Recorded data
============
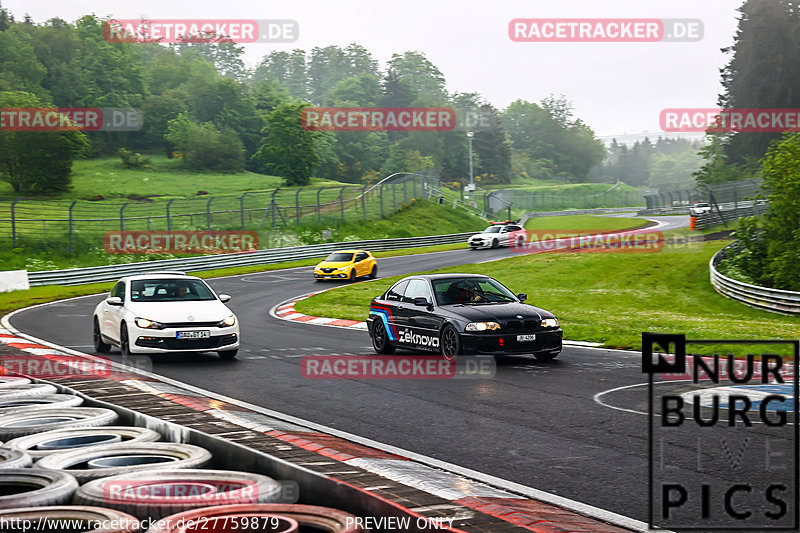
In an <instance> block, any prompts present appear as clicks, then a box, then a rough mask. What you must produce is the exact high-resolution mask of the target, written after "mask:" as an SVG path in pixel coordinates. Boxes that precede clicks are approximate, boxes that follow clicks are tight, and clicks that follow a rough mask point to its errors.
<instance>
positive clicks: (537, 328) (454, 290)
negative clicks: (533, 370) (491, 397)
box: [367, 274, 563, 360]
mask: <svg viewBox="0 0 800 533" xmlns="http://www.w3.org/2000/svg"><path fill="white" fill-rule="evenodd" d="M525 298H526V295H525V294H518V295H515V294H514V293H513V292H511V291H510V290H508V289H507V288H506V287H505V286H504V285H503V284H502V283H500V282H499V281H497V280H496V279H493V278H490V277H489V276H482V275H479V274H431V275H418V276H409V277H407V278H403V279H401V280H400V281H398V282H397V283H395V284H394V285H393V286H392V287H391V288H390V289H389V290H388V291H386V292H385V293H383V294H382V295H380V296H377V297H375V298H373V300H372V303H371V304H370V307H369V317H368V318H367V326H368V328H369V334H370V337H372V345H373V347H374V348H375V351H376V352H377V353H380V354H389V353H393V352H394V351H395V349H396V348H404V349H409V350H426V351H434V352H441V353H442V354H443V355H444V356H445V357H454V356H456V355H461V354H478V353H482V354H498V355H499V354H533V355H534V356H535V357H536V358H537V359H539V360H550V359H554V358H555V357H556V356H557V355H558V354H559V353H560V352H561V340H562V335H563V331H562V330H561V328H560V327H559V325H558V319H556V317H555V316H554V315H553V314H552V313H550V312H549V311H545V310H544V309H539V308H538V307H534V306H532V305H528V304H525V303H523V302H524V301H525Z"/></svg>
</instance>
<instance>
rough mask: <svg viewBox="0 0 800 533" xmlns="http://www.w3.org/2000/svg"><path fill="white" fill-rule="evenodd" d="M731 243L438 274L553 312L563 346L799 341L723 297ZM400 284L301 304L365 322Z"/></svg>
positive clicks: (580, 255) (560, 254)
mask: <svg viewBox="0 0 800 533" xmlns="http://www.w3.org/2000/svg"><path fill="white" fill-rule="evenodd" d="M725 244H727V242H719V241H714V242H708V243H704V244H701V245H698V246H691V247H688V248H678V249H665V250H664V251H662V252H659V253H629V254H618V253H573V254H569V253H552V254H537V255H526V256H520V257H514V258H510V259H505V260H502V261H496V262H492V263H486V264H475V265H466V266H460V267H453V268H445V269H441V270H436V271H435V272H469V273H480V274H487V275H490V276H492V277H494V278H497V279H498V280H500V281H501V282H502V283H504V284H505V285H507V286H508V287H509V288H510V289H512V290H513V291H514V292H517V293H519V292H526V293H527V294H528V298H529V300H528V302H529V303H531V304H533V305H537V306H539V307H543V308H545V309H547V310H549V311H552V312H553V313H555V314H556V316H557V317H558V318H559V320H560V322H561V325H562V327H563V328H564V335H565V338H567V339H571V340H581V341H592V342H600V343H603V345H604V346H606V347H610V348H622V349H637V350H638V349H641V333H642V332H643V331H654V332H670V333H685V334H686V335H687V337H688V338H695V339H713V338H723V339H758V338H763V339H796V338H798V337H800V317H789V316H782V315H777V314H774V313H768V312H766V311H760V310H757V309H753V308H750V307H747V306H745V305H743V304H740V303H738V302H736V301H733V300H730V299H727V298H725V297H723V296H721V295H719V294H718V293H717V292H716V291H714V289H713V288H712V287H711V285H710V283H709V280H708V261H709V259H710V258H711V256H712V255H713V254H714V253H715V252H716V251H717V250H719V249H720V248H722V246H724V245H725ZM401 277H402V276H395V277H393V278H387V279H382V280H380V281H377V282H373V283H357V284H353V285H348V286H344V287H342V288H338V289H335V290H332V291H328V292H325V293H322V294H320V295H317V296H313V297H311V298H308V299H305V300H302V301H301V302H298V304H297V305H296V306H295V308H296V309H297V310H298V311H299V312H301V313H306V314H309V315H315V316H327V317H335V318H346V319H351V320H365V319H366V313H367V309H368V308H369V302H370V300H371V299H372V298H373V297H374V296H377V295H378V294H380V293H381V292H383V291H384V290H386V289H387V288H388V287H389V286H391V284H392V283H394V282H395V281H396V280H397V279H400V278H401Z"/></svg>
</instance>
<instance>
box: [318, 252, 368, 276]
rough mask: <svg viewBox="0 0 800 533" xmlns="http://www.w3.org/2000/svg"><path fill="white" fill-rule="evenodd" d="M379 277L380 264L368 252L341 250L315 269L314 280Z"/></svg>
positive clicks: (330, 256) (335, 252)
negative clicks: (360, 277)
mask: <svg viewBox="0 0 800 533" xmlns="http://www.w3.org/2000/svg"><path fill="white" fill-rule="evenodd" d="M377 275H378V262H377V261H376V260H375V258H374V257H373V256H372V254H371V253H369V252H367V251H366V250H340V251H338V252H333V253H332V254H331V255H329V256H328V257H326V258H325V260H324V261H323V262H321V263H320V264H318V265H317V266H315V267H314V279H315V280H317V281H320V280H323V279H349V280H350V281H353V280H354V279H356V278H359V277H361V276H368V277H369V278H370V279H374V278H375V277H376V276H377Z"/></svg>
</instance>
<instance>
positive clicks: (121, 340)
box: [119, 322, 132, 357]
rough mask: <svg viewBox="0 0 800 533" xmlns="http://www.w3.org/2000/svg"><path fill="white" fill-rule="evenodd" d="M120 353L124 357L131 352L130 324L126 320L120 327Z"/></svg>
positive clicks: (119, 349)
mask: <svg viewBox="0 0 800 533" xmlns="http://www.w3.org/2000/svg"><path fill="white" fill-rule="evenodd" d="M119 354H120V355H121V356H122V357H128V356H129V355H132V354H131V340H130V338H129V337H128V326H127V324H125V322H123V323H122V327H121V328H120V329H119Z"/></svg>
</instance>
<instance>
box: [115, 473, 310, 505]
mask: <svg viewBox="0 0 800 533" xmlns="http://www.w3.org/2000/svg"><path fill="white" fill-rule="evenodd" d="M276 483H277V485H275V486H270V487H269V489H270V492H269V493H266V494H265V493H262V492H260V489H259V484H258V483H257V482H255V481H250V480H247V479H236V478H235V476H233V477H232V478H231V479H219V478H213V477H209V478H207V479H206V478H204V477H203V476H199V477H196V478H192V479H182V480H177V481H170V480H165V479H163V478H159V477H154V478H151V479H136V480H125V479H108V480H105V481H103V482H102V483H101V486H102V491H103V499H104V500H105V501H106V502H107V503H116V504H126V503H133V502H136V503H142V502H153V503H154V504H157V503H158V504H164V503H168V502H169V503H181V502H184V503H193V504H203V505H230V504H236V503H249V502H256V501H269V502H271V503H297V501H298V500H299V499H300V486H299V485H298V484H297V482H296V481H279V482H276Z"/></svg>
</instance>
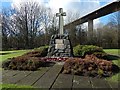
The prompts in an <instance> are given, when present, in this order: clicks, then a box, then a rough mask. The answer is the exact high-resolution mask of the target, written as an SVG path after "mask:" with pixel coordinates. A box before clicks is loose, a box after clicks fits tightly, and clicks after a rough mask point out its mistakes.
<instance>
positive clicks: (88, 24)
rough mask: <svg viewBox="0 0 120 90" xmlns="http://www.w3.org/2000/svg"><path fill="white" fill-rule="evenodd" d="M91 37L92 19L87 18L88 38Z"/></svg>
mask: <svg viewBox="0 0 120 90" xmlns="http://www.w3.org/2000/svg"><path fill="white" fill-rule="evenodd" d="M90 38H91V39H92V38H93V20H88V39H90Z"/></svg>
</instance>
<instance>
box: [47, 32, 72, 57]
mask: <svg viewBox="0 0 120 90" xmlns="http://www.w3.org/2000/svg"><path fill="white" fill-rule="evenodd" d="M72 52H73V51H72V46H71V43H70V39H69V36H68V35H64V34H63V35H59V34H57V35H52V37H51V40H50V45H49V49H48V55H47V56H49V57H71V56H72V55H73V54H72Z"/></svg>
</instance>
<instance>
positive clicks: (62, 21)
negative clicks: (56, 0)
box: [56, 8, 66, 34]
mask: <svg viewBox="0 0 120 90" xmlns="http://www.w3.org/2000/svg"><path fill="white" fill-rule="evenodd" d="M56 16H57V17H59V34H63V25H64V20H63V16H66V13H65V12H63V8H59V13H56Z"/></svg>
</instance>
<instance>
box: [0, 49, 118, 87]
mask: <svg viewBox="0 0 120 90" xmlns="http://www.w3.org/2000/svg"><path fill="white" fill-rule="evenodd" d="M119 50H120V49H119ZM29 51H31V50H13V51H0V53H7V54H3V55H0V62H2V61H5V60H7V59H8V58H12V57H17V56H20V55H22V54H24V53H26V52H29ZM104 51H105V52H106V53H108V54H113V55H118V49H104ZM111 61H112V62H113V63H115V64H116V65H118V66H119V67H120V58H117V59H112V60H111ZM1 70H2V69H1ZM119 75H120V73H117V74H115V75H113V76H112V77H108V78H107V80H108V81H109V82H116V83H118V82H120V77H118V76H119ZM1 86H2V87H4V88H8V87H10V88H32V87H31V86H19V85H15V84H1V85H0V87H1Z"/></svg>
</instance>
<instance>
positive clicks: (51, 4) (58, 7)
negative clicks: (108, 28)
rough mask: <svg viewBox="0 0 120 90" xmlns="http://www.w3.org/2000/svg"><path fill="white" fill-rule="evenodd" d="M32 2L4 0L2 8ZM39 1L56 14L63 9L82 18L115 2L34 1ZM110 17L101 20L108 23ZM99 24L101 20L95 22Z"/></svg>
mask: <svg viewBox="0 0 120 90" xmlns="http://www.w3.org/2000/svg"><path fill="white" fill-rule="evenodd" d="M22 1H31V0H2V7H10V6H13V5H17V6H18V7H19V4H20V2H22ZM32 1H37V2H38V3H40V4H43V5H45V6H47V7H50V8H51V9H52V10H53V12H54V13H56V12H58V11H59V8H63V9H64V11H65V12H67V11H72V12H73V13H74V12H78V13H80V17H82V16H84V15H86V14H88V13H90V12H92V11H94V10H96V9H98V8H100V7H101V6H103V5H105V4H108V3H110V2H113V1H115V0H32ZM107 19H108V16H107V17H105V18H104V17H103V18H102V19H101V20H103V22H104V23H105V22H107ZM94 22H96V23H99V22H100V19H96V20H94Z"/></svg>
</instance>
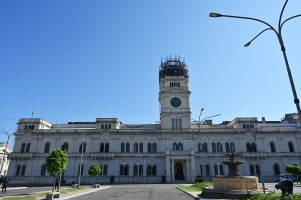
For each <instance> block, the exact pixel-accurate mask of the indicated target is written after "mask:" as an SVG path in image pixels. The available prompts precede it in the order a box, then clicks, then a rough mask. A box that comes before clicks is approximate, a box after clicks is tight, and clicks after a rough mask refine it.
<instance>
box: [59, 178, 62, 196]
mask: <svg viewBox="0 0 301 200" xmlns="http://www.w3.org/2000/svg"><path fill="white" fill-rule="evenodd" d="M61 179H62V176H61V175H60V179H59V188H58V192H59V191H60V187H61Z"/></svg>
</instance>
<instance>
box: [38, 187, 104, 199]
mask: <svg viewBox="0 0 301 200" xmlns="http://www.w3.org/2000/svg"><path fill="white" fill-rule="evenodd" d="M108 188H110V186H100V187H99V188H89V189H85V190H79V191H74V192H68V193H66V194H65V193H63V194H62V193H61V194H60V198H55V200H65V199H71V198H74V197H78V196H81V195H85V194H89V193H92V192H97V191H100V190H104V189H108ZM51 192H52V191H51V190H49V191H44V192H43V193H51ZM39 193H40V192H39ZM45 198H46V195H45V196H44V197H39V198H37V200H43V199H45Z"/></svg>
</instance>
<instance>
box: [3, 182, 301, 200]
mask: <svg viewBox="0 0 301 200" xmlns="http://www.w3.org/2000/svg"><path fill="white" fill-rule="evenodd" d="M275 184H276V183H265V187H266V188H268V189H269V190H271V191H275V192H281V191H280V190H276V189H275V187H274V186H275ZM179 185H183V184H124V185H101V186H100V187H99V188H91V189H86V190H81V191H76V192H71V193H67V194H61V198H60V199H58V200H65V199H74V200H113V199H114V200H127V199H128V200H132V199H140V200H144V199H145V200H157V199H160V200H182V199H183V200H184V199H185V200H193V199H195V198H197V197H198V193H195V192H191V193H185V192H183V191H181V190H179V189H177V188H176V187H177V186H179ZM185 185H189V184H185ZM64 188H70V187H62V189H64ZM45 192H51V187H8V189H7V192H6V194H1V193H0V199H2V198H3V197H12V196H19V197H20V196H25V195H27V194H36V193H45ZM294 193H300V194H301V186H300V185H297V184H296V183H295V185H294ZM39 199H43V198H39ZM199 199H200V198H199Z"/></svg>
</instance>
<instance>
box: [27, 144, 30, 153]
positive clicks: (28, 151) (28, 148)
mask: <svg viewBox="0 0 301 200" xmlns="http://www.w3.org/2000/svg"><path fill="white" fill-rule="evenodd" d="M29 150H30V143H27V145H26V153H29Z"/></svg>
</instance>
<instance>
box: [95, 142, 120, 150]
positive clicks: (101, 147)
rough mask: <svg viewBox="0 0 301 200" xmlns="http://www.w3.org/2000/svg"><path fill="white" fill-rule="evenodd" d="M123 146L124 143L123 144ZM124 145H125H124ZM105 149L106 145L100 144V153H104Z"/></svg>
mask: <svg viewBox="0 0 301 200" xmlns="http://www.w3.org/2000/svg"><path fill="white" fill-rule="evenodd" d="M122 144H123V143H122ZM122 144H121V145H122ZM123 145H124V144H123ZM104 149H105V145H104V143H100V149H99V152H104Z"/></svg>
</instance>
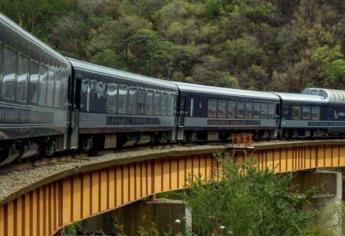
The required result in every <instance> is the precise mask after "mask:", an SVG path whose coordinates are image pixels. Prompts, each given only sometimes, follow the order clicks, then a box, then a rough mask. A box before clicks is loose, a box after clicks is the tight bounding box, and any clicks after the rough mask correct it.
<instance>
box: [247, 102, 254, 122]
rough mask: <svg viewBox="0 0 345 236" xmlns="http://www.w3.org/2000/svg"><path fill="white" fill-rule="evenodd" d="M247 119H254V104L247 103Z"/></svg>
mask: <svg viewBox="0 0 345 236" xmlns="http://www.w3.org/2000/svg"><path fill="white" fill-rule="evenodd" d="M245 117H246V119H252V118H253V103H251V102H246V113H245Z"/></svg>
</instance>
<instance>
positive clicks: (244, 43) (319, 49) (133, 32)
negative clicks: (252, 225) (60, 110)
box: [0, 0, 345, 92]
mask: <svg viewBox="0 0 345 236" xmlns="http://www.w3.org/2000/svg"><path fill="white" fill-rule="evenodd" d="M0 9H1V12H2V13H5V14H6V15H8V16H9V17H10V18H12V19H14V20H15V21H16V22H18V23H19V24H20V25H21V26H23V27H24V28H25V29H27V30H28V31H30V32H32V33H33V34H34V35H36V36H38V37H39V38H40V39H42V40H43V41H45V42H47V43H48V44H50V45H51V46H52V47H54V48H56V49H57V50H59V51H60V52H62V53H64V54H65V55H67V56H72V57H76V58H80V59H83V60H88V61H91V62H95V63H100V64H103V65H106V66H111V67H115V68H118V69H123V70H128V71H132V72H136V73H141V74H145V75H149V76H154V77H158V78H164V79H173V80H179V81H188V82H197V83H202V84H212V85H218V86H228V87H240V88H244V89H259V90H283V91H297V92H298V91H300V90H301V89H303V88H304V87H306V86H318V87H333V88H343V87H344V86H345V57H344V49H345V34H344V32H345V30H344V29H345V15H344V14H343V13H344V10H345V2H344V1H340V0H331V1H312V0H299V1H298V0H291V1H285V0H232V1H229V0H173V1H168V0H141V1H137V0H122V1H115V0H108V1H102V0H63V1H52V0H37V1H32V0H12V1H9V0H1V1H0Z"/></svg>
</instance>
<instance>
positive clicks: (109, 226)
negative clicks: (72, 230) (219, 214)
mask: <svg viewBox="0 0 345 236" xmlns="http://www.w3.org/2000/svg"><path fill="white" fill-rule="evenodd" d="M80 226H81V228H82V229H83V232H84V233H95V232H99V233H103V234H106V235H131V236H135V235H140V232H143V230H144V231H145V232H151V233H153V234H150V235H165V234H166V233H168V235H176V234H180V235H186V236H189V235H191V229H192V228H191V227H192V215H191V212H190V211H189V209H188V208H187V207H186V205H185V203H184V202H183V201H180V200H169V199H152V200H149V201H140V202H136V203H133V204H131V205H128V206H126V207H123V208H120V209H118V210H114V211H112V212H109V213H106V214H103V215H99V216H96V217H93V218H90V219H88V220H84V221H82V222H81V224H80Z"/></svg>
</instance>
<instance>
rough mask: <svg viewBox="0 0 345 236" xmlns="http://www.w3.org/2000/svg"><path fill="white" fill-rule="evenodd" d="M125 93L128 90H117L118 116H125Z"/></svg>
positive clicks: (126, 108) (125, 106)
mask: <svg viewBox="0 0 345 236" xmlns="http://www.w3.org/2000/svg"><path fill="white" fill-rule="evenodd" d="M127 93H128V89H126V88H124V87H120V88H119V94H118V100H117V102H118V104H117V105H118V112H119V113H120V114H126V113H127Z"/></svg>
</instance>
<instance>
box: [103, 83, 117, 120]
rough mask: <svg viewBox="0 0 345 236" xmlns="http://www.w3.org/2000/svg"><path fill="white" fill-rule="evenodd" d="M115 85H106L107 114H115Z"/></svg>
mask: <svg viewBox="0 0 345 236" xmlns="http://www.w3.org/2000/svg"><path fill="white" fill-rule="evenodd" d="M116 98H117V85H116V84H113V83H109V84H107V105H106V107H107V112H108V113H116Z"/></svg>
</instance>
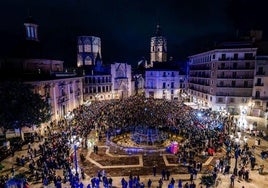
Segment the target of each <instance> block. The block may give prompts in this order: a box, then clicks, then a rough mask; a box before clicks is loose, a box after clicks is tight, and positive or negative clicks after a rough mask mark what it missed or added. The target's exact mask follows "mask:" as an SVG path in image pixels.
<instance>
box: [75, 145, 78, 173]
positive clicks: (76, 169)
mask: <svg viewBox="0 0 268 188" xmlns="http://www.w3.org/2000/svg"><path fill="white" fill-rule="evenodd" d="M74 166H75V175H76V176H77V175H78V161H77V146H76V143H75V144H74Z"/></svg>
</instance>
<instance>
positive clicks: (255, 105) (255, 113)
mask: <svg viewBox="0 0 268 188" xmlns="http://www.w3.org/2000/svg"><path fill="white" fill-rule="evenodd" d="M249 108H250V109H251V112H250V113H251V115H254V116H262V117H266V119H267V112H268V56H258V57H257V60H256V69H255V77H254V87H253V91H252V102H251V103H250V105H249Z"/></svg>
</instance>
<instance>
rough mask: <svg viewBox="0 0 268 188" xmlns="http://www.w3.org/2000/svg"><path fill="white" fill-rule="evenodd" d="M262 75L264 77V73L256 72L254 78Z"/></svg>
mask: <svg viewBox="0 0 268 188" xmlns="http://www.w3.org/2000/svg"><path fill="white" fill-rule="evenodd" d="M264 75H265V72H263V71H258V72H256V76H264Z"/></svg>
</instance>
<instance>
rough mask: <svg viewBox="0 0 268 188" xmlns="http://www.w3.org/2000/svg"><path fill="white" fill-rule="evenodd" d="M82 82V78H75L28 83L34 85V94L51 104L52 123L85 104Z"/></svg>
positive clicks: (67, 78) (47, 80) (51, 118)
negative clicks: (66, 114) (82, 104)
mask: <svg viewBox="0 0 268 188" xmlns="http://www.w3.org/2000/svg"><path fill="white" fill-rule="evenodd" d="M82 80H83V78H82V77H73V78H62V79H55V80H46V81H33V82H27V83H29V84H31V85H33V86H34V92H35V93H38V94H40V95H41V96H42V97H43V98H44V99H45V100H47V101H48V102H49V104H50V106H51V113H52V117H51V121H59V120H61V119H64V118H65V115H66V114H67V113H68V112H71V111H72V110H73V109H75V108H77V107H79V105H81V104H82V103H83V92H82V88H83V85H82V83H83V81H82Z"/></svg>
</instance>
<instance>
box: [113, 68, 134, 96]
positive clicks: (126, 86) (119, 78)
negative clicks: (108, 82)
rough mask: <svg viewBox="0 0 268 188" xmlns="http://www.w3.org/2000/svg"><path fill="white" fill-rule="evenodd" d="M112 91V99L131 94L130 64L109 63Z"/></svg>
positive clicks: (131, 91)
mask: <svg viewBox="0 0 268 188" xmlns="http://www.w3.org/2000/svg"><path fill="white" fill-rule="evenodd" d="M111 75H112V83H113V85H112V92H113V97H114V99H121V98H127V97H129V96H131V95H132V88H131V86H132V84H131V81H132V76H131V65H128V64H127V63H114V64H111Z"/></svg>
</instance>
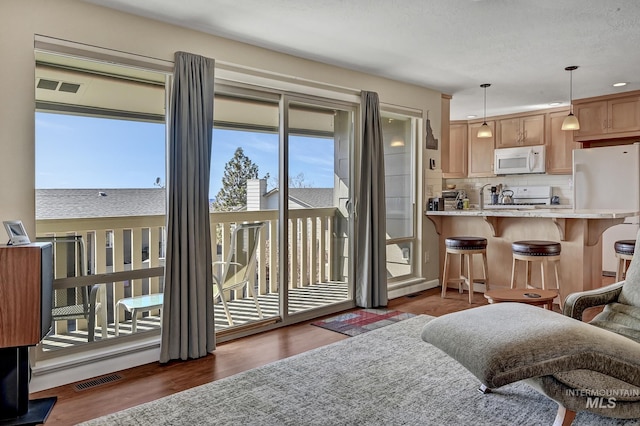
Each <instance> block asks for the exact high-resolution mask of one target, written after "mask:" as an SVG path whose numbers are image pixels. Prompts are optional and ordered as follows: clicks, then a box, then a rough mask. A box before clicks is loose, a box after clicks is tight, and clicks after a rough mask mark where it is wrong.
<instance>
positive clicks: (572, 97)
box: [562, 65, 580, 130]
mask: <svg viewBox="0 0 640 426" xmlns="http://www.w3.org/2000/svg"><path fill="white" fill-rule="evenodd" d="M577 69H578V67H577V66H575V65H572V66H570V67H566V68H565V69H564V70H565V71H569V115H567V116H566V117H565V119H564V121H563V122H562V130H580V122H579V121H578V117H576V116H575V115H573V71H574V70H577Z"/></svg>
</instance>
============
Exercise prompt:
Pull out every line of the entries that contains the word "must".

Answer for the task:
In an <instance> block, any prompts present appear as clicks, then a box, then a rough mask. What you must produce is the exact high-resolution mask of the target, written after "mask:" as an SVG path in pixel coordinates. Boxes that precede clicks are approximate, boxes that follow clicks are tight, and clicks that follow a rough mask point to its errors.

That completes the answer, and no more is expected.